• **WHAT NEEDS TO BE DONE**:
What is the number of lines in these entries that contain "below"? State it alone.
□ □ □ □
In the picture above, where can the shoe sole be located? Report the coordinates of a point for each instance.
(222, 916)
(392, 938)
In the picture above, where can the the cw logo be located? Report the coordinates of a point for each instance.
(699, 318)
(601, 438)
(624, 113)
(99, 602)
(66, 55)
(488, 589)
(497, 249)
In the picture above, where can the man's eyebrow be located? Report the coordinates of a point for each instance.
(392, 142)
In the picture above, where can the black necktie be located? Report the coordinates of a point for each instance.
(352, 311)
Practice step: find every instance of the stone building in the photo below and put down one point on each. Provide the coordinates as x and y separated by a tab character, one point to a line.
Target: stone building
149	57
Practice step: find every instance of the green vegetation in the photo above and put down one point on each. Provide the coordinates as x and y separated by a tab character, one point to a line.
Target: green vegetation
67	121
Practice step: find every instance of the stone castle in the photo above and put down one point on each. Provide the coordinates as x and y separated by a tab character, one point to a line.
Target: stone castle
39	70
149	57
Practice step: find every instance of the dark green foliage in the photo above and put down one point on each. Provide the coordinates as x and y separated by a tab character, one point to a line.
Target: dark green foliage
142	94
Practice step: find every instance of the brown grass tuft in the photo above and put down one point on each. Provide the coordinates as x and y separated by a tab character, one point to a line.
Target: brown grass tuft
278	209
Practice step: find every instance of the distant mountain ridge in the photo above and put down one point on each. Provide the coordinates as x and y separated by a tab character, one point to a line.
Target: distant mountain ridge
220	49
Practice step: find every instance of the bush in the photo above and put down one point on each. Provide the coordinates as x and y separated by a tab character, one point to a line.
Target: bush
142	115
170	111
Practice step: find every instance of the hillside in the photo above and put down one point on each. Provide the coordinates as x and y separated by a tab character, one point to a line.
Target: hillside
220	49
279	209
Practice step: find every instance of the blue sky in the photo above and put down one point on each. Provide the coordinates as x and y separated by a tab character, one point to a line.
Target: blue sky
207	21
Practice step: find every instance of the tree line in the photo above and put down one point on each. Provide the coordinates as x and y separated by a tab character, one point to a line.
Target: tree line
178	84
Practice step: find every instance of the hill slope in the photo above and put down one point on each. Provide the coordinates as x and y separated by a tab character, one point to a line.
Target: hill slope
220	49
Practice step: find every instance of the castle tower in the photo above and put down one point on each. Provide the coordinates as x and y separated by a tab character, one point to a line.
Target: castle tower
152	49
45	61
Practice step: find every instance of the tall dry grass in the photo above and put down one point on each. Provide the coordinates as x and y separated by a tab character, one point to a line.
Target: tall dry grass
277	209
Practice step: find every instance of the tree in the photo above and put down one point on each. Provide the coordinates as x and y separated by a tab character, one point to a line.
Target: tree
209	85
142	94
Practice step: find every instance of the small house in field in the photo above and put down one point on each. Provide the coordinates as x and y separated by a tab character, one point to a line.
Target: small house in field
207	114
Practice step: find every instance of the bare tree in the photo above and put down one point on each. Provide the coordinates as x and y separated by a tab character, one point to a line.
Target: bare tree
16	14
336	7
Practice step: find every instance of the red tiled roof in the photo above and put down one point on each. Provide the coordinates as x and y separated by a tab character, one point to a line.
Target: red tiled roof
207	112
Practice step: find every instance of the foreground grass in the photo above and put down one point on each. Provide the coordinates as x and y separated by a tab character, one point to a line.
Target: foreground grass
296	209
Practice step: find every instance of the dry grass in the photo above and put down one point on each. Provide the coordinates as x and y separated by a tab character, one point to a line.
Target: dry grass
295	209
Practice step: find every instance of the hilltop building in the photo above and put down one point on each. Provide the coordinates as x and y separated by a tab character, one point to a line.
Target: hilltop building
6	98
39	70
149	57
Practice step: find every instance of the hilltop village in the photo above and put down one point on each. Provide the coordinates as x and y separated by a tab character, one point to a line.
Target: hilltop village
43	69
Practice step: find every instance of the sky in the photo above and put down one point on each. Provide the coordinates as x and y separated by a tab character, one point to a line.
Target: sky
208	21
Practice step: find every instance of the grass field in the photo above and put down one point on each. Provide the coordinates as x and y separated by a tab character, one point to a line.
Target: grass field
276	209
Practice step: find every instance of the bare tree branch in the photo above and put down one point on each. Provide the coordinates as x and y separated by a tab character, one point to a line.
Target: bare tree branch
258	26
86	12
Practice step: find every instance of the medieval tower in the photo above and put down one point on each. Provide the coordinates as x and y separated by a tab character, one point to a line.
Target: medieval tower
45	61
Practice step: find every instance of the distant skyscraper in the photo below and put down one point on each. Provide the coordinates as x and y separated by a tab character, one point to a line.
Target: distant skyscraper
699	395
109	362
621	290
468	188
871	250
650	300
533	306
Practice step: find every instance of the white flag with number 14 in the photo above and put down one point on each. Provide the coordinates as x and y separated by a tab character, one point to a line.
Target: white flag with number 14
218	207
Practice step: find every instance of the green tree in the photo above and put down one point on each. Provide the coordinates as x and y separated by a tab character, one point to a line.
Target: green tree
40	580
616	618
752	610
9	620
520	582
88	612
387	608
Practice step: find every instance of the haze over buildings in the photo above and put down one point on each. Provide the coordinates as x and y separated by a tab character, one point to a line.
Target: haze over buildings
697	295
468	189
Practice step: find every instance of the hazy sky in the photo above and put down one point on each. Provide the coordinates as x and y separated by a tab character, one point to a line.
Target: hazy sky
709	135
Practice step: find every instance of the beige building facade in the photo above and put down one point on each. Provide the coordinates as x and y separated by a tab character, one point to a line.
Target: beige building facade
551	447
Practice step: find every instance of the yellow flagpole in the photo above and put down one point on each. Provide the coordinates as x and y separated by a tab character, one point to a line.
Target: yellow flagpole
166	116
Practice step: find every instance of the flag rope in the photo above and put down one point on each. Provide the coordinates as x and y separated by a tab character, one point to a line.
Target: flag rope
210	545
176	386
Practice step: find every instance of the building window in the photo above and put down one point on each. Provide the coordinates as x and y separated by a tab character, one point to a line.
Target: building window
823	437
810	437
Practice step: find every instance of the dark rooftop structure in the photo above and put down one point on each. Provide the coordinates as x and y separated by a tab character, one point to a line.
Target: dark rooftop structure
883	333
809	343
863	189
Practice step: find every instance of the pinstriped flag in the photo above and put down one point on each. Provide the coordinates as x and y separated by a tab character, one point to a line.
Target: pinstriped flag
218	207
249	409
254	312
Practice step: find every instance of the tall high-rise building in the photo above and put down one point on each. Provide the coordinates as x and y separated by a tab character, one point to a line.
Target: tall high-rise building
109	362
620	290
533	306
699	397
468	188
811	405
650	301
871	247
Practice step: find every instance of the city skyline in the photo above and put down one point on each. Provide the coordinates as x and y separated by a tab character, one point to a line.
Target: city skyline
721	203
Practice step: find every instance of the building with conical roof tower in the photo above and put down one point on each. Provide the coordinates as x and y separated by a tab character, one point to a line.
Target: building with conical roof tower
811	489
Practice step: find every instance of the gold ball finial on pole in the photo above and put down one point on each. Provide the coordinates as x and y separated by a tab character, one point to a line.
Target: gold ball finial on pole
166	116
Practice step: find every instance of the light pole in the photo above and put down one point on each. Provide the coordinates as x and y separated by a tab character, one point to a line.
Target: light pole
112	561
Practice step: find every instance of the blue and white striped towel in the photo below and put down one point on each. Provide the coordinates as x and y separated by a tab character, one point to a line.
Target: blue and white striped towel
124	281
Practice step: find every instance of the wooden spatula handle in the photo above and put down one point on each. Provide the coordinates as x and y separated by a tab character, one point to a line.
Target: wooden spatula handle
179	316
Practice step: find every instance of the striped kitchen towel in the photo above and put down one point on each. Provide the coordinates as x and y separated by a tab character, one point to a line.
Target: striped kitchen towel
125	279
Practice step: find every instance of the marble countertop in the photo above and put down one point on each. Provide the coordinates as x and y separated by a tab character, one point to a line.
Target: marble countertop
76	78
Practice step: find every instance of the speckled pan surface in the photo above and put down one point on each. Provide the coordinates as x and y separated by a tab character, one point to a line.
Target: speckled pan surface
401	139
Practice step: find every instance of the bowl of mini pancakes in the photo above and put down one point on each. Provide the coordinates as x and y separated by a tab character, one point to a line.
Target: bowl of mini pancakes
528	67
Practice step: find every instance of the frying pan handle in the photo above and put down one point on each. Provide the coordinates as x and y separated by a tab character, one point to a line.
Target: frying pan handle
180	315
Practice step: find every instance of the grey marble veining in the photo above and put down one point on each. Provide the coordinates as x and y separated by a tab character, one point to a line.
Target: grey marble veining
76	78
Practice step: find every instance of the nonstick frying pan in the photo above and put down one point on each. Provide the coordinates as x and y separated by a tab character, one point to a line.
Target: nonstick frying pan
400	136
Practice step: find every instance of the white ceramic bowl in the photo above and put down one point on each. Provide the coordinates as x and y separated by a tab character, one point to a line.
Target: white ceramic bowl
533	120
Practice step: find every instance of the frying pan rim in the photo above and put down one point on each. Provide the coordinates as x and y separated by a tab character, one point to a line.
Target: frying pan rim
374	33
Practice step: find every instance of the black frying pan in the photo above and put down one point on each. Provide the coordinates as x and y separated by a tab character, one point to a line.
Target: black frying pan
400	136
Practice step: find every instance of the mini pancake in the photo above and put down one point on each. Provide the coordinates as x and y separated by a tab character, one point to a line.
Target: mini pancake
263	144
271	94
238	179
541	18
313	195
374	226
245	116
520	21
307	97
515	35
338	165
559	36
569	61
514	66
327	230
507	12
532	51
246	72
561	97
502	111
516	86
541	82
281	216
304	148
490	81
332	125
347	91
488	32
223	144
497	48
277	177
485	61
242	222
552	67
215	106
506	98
□ □ □ □
• **RESPONSE TO THE TASK**:
3